*EXERCISE REQUIREMENTS*:
For each entry that follows, write out an identical copy.
----- SOURCE MATERIAL -----
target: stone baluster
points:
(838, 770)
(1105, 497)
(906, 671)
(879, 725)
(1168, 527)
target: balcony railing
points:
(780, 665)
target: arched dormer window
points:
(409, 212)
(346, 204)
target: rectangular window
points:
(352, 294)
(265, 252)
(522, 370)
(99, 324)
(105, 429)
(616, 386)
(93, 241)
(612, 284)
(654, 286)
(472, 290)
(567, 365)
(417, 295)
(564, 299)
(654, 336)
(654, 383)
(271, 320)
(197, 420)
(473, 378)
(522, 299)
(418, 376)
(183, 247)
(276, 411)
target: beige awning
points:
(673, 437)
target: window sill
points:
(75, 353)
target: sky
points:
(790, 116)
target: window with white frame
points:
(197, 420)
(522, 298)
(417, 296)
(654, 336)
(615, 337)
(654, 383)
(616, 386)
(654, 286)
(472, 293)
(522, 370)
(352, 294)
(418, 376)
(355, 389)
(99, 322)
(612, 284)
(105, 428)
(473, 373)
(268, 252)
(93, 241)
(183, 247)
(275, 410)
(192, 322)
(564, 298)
-----
*SOLUTION TO THIS PROBLEM*:
target: stone baluster
points:
(838, 770)
(1105, 497)
(906, 671)
(879, 725)
(1168, 527)
target: balcony railing
points:
(780, 665)
target: arched dormer window
points:
(409, 212)
(346, 204)
target: rectangular window
points:
(352, 294)
(265, 252)
(522, 370)
(99, 324)
(105, 429)
(616, 386)
(93, 241)
(612, 284)
(654, 286)
(472, 290)
(567, 365)
(417, 295)
(564, 299)
(654, 336)
(654, 383)
(271, 320)
(197, 420)
(473, 378)
(522, 299)
(418, 376)
(183, 247)
(276, 411)
target: beige awning
points:
(673, 437)
target: window sill
points:
(75, 353)
target: sky
points:
(790, 116)
target: window with white frame
points:
(197, 420)
(522, 298)
(417, 296)
(654, 336)
(615, 337)
(654, 383)
(616, 386)
(654, 286)
(472, 293)
(522, 370)
(352, 294)
(418, 376)
(355, 389)
(99, 322)
(612, 284)
(105, 428)
(473, 373)
(268, 252)
(93, 241)
(183, 247)
(275, 410)
(192, 322)
(564, 298)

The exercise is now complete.